Source passage =>
════

In all, the Avon Street area occupied a relatively small part of the city geographically, but by 1850 it was home to 20 per cent of Bath’s population, largely Irish and other immigrant minorities, and itinerants looking for work. It was abhorred and for the most part ignored by the city and its visitors, but provided a convenient source of cheap labour for the factories and hotels, and domestic servants for the fine houses. When disreputable behaviour spilled out into the city, it was usually put down to the ethnic origin of the sinner, or the influence of alcohol.
By 1850, evening outings by the wealthier classes to the theatre, concerts and balls had, to a large extent, been superseded by dinner parties and entertaining at home. Despite the introduction of street-lights and police, the streets were neither a pleasant, nor a safe place to be after dark, though there was plenty of alternative entertainment for the gentlemen. Prostitution, gambling and other vices were well catered for in the city, and largely centred around Avon Street.
The Theatre Royal in Bath had been in decline for several years and Mrs Macready is widely credited with saving it. The more famous Mr Macready appeared there in 1850 in the role of Macbeth, though it was towards the end of the year. Mr Macready remains famous for an incident which occurred during his American tour in 1849, when he played Macbeth at the Astor Place Opera House in New York. His fierce American rival Edwin Forrest as an open challenge, decided to play the same role, on the same night, in the same city, but at the Bowery Theatre. Many of Forrest’s fans went to Macready’s performance and pelted him with rotten fruit. Crowds began converging on the Astor Place Opera House. The police and militia were called out. Rather than retreat, the mob turned on them. In the ensuing battle, twenty-two people were killed.

════

Set tasks =>
1. Quote everything from "By 1850, evening" down to "around Avon Street." in the passage about Bath.
2. According to the passage about Bath, what share of the city's population lived in the Avon Street area by 1850?

════

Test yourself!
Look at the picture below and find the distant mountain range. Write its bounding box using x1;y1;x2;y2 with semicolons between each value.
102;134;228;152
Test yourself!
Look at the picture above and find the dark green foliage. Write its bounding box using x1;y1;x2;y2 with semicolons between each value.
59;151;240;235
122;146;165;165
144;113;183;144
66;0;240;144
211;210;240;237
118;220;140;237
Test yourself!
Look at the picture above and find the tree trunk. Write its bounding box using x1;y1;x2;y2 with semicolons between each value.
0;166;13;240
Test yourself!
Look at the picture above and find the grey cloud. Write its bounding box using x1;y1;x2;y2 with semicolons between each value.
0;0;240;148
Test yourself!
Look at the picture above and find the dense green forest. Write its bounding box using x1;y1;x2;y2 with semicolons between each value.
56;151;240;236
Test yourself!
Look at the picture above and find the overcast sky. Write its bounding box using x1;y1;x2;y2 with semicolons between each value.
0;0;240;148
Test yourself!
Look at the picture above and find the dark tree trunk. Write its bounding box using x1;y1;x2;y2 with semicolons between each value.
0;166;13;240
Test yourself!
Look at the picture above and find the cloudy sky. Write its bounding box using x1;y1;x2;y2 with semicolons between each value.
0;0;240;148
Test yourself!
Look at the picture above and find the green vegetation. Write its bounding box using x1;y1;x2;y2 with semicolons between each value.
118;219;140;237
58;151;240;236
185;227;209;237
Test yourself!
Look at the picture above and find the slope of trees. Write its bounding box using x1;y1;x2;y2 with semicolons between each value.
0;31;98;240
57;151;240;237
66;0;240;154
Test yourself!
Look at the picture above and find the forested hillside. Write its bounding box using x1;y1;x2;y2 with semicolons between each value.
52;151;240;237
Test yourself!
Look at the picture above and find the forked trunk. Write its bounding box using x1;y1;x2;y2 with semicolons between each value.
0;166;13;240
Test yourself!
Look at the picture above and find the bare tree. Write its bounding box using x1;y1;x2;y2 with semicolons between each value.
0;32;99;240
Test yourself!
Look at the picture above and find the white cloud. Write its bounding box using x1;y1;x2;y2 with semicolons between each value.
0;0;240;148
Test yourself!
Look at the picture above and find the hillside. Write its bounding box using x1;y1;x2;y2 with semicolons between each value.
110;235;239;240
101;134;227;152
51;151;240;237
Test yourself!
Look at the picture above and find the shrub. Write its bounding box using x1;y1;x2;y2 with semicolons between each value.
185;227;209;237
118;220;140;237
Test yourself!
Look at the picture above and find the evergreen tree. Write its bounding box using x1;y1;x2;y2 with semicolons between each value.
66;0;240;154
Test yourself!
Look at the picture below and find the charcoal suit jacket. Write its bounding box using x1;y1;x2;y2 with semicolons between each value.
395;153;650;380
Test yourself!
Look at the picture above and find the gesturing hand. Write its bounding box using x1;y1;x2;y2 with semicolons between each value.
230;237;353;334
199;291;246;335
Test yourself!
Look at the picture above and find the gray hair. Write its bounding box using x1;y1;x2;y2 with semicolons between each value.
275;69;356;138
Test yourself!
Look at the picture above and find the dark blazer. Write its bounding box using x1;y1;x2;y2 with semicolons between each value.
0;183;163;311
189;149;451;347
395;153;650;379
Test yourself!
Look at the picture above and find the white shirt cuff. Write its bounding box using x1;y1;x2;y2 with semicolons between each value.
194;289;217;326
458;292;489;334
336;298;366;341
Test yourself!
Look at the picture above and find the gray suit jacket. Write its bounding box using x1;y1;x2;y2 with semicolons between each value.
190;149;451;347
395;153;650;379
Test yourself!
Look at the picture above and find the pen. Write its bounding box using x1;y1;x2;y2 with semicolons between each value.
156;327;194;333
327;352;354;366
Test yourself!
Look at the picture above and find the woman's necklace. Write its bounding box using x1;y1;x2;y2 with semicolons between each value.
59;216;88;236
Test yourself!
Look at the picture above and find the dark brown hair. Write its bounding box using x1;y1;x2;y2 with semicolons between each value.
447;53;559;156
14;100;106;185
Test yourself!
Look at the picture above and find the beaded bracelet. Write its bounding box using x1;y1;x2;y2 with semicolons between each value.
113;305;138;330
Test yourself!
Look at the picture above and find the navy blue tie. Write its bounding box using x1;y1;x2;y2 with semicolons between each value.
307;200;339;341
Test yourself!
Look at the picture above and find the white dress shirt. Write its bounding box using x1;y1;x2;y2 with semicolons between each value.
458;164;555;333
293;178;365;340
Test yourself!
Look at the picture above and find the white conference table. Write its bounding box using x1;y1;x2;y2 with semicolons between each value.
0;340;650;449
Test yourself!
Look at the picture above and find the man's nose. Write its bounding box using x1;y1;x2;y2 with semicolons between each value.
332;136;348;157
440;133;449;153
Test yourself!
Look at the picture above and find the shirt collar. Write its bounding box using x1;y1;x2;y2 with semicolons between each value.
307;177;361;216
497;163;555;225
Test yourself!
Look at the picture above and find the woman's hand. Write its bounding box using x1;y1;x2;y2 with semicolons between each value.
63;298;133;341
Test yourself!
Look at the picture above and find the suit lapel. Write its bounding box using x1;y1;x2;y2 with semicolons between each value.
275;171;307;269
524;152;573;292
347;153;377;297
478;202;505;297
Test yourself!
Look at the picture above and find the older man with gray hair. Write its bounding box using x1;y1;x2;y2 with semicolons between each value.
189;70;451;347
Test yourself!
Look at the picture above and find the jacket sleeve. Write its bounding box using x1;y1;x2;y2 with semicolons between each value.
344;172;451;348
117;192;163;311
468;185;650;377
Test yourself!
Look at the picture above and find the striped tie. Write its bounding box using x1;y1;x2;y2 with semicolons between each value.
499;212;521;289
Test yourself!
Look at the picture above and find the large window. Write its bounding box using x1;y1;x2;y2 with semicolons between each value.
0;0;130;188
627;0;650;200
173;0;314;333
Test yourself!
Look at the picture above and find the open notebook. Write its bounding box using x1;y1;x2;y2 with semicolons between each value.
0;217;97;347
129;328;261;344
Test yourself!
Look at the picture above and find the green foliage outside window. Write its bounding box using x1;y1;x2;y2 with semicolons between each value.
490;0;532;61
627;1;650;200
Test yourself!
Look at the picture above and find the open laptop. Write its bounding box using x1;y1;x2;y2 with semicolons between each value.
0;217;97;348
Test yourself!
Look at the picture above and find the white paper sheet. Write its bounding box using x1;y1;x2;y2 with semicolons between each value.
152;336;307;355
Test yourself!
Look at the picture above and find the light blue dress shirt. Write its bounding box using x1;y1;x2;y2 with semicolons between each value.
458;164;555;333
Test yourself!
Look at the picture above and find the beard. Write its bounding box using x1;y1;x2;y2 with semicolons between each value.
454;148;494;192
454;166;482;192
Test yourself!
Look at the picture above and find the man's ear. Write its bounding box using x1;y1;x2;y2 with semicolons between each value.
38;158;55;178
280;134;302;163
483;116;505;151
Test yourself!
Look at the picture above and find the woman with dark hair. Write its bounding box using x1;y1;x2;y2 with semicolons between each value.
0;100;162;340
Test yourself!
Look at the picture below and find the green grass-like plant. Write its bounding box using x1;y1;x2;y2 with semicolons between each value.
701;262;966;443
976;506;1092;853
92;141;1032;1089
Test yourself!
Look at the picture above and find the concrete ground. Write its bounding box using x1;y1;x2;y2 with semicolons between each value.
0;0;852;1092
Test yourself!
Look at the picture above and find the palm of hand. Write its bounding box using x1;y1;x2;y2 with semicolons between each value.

════

Task solutions =>
1.
By 1850, evening outings by the wealthier classes to the theatre, concerts and balls had, to a large extent, been superseded by dinner parties and entertaining at home. Despite the introduction of street-lights and police, the streets were neither a pleasant, nor a safe place to be after dark, though there was plenty of alternative entertainment for the gentlemen. Prostitution, gambling and other vices were well catered for in the city, and largely centred around Avon Street.

2. 20 percent